Work order:
Please keep pictures out of the copy, and print exactly the lines from the one containing "# find every instance of the large" through the end of the records.

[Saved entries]
==============================

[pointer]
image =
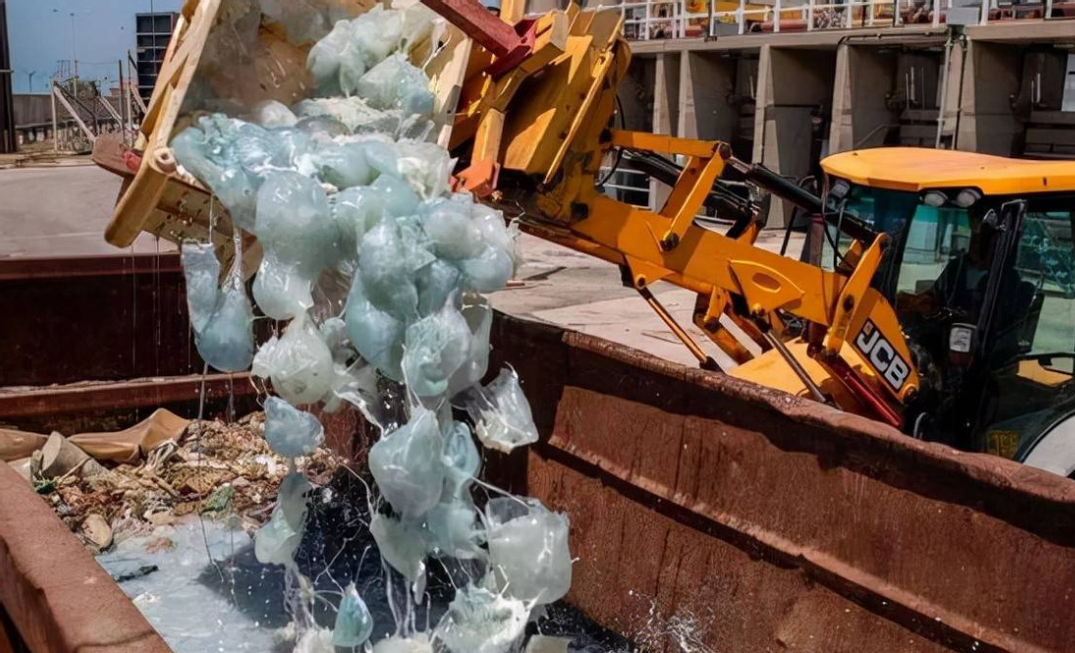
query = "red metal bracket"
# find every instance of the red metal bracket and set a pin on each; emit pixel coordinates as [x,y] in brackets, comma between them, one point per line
[510,44]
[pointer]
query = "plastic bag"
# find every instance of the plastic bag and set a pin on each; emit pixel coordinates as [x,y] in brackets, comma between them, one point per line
[290,431]
[202,273]
[501,413]
[528,550]
[407,467]
[299,364]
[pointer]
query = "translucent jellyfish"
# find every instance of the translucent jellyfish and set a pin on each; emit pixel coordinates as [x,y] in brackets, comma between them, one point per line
[281,290]
[452,228]
[227,340]
[200,154]
[375,334]
[400,198]
[378,32]
[461,462]
[353,113]
[344,166]
[407,466]
[401,547]
[478,315]
[435,348]
[272,113]
[299,364]
[396,83]
[327,56]
[354,623]
[501,413]
[452,529]
[425,166]
[489,271]
[356,211]
[202,272]
[436,284]
[295,223]
[290,431]
[478,621]
[383,156]
[492,227]
[528,550]
[388,257]
[276,542]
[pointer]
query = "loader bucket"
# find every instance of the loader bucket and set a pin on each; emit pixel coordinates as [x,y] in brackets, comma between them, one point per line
[202,68]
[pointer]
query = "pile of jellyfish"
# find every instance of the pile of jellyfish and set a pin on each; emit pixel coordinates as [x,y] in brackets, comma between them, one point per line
[347,186]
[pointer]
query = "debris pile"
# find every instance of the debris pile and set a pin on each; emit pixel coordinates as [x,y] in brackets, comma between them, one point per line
[211,468]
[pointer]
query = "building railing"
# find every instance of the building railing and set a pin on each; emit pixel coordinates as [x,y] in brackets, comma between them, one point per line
[651,19]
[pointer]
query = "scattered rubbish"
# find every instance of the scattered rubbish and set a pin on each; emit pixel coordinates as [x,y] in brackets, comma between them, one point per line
[208,468]
[60,457]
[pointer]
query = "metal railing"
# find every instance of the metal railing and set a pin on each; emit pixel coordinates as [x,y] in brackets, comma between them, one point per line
[651,19]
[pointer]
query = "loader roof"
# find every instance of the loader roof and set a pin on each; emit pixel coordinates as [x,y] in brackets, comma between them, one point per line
[920,168]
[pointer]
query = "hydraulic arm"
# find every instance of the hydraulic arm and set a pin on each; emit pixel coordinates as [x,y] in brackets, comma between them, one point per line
[531,132]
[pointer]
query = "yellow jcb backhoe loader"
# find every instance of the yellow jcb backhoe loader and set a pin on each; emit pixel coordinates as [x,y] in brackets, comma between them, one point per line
[942,302]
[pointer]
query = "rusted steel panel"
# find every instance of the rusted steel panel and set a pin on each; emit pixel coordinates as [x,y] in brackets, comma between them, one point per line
[113,406]
[94,318]
[777,523]
[59,599]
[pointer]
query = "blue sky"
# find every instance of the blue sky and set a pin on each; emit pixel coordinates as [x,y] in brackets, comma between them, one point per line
[40,32]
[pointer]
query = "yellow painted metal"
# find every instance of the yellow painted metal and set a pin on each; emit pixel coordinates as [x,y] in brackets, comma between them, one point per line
[848,301]
[916,169]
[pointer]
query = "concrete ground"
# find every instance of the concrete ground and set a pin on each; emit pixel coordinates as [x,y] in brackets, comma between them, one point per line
[585,294]
[59,210]
[63,210]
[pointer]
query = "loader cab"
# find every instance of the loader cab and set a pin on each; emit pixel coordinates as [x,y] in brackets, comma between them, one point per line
[982,274]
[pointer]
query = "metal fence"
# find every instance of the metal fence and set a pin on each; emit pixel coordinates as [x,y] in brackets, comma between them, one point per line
[650,19]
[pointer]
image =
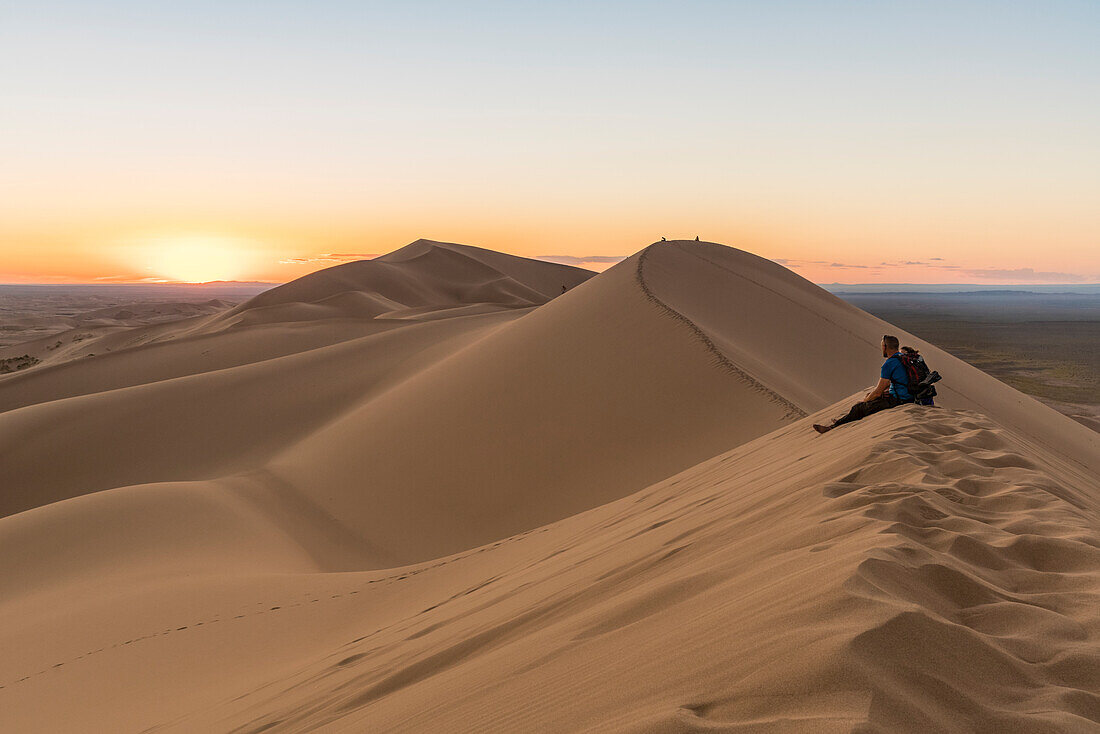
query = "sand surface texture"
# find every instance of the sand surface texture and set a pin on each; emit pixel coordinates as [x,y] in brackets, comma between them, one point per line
[431,492]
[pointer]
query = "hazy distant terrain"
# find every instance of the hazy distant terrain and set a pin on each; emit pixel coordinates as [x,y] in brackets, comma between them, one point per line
[1046,344]
[32,311]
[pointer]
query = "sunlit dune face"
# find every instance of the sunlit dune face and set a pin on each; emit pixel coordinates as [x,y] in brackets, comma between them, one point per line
[197,259]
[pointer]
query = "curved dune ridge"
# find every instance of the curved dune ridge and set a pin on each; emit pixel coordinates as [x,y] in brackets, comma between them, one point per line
[432,492]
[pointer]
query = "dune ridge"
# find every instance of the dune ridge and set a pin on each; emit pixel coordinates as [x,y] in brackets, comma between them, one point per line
[601,512]
[792,409]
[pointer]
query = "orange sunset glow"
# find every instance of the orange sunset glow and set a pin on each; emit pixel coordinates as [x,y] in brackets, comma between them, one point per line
[928,150]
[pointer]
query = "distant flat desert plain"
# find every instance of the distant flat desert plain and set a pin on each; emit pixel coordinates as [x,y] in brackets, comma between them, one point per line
[454,490]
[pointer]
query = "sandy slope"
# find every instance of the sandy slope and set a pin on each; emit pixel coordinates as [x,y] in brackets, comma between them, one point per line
[616,515]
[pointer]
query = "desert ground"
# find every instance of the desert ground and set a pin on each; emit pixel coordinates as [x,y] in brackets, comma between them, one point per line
[453,490]
[1043,343]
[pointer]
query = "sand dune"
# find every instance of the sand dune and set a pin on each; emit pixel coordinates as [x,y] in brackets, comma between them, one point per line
[431,492]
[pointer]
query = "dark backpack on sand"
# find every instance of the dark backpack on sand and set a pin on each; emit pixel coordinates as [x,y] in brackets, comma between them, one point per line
[921,378]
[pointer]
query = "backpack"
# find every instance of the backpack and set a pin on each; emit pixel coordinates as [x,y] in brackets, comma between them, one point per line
[921,378]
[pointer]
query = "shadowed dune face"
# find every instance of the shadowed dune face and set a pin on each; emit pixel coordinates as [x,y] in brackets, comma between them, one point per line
[405,494]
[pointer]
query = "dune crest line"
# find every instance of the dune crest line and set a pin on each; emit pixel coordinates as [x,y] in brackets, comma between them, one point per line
[793,412]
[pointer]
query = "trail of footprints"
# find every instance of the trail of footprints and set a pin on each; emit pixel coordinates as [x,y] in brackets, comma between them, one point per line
[267,607]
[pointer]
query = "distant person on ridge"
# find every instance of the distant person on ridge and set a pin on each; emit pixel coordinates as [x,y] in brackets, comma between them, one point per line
[891,391]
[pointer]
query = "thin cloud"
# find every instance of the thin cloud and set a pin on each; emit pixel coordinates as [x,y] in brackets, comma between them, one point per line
[574,260]
[131,278]
[330,258]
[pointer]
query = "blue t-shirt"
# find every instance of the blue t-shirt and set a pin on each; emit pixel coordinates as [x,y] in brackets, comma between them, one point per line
[898,375]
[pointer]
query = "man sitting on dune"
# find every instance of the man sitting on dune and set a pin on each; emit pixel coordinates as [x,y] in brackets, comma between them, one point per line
[891,391]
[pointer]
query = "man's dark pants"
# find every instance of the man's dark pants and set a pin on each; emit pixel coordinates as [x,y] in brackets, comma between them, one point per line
[862,409]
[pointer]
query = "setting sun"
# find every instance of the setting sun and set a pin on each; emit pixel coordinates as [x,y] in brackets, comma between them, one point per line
[196,259]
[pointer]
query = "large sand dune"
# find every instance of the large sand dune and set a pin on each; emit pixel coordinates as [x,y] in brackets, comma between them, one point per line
[432,492]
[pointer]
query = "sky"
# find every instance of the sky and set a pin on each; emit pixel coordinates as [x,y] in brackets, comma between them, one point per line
[854,142]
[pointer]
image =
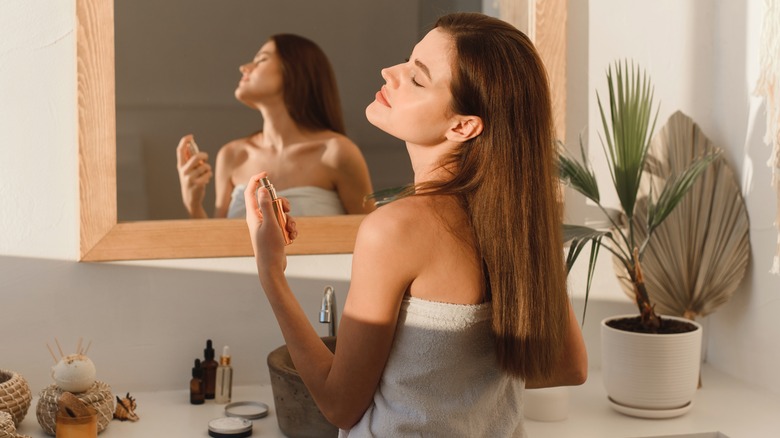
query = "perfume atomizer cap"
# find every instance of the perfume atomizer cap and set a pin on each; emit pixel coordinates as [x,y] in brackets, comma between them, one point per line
[267,184]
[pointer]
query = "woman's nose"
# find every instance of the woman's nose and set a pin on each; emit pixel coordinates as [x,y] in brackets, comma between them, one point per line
[389,75]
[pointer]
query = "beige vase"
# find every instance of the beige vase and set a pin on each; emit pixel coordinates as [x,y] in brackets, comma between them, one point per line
[650,375]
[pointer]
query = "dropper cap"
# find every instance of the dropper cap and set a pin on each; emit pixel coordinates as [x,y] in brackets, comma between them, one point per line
[225,358]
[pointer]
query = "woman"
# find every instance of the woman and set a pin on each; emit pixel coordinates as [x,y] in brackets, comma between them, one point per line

==============================

Solution for this task:
# find every instance of the large sand dune and set a pin on each; emit pixel coordinates as [x,y] in brackets, comma between them, one point per line
[432,492]
[pointer]
query = "sky"
# find every instance of the sky and set a pin on each; emit pixel coordinates as [x,y] in brackets, comma between them, one point per line
[854,142]
[pointer]
image =
query = "perfume atomizer cap"
# find every instance of the perfume atomizer cap and set a pin on each; emit pixel coordinates as [x,y] in brackets, comma between them, one point per line
[267,184]
[pointer]
query = "woman's nose"
# find every instance of the woman's nose and set a pin on each; emit pixel coordinates as [x,y] in brackets, comma between them, one point per line
[389,75]
[pointer]
query = "beige vase"
# find every instance of the beige vase and set a pin on each; emit pixel coordinates as [x,y] in brackets, comma between them, one point per line
[650,375]
[pointer]
query = "dropper cap"
# find every instance of the dropper cap and set a pin on each; emit pixel coordinates as [x,y] in brackets, comma between them, one point per line
[225,358]
[pointer]
query = "woman"
# find every instance of the woman and set a pin on each; emit pixel coordinates as [x,y] in brackets, comma between them, one point per line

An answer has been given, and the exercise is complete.